Text excerpt:
Fareed Zakaria pays tribute to his mother after she died of COVID-19 complications
CNN host Fareed Zakaria paid an emotional tribute to his mother on Sunday after she died of complications from COVID-19.
“We are approaching 3 million COVID deaths worldwide, and people have often pointed out that behind these statistics are individual human beings. This week, my mother, Fatima Zakaria, became one of those statistics,” he said on Sunday on his show “Fareed Zakaria GPS.”
Goodbye Ma, I love you. pic.twitter.com/zcM27RRPuj
— Fareed Zakaria (@FareedZakaria) April 11, 2021
Fareed Zakaria said his mother, 85, died of complications related to COVID-19 in Aurangabad, India.
“If there’s a single person most responsible for who I am today and the things that I have achieved in the world, large or small, it’s my mother,” the CNN host shared.
Fatima Zakaria was born in then-Bombay in British India, Fareed Zakaria said. She attended Isabella Thoburn College in India before becoming a social worker and embarking on a longtime career in journalism.
“She moved up fast. By the 1970s, she was one of a handful of women with a senior role in the Indian media. It was a man’s world, and she had to endure all kinds of double standards. She never complained, worked harder and kept moving up,” Fareed Zakaria said, alongside photos and videos of his mother.
“For all her accomplishments, when asked what she was proudest of, she would say unhesitatingly her role as a mother,” he added.

Data for analysis:
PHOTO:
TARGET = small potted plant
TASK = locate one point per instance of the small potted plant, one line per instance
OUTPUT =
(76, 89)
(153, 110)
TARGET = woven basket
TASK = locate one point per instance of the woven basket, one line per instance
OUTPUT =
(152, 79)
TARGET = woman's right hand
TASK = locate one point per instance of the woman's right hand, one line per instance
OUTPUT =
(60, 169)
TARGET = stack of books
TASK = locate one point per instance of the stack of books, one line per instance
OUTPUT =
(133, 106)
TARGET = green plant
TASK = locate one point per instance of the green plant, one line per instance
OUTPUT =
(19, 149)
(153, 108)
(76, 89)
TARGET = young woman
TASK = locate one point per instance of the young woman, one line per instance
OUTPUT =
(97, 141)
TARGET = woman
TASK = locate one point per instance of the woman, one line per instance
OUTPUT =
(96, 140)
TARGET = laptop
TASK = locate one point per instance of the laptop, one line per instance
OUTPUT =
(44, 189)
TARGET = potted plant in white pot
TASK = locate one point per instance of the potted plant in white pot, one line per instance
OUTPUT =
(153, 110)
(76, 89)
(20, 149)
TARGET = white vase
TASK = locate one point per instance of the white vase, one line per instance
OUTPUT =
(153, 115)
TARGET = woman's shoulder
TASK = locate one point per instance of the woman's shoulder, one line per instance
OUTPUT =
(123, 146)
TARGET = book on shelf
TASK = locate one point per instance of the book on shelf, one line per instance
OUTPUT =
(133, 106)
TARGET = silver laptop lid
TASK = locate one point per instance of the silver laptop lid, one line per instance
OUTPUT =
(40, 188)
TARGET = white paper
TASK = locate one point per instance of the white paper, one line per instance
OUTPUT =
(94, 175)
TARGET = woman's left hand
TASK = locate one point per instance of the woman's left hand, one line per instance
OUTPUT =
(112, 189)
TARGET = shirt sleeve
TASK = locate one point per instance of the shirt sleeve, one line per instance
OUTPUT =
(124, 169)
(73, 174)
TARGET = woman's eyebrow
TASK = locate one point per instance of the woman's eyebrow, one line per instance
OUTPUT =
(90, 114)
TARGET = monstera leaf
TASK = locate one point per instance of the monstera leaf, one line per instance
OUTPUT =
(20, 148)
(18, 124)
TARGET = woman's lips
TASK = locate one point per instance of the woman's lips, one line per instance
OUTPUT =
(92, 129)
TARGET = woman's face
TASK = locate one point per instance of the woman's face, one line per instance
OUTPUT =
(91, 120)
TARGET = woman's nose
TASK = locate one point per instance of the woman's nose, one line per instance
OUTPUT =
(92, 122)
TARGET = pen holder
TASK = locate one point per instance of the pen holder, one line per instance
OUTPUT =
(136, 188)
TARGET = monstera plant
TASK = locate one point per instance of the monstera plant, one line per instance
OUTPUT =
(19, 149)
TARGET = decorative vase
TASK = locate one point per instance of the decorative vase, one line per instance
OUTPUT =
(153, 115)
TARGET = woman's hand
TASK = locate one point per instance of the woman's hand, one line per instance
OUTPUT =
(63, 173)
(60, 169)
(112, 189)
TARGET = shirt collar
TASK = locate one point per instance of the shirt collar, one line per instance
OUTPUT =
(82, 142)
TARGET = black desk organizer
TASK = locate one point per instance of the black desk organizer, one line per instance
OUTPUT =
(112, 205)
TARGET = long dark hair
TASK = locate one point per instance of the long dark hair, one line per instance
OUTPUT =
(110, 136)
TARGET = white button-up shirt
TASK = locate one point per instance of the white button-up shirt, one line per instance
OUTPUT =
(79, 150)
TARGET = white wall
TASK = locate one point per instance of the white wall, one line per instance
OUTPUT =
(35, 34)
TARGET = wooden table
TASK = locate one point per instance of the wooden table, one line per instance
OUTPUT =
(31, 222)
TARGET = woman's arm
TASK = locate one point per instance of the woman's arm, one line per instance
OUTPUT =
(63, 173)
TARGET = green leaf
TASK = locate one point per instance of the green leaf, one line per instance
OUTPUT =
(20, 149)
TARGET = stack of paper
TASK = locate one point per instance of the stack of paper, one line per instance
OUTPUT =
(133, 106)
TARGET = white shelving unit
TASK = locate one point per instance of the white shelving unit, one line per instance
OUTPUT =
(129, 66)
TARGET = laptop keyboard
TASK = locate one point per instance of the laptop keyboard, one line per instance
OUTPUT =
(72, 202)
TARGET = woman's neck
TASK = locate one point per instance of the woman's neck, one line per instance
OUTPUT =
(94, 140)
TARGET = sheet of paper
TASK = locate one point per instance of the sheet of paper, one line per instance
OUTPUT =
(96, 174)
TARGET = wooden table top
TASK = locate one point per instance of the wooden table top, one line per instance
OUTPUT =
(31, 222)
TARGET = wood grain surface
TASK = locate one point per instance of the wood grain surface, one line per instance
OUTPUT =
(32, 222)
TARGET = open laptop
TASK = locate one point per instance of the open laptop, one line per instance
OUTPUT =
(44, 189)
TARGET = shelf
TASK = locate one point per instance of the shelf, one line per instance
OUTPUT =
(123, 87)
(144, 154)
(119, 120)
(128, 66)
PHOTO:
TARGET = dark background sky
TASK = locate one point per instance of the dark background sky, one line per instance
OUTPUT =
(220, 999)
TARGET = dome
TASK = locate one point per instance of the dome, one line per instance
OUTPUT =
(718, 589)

Questions on the material:
1 - According to the article about Fareed Zakaria's tribute to his mother, in which city did his mother die?
2 - Continue the article about Fareed Zakaria's tribute to his mother from its last sentence.

Responses by task:
1 - Aurangabad, India.

2 -
Fareed Zakaria said the “greatest sign of her love for her children was that she encouraged all of us to go to America for college, even though she knew that it could well mean that we would end up staying here.”
“She wanted the best for us, even at the cost of her own happiness. People talk about the story of immigration as one big happy tale, but in every immigrant’s story, there is sadness as well, the sadness of a country, a culture, a family left behind, a mother who would quietly weep at night, distant from the child she loved,” he added.
“I feel that sorrow of distance this week because, thanks to the pandemic, I was not able to see my mother for the last time nor bury her,” the host said, his voice breaking before adding, “Goodbye, Ma. I love you.”
India on Monday surpassed Brazil as the country with the second-highest number of COVID-19 infections recorded since the beginning of the pandemic. Data by Johns Hopkins University showed that India now sits at second place in the total number of infections worldwide, behind only the U.S.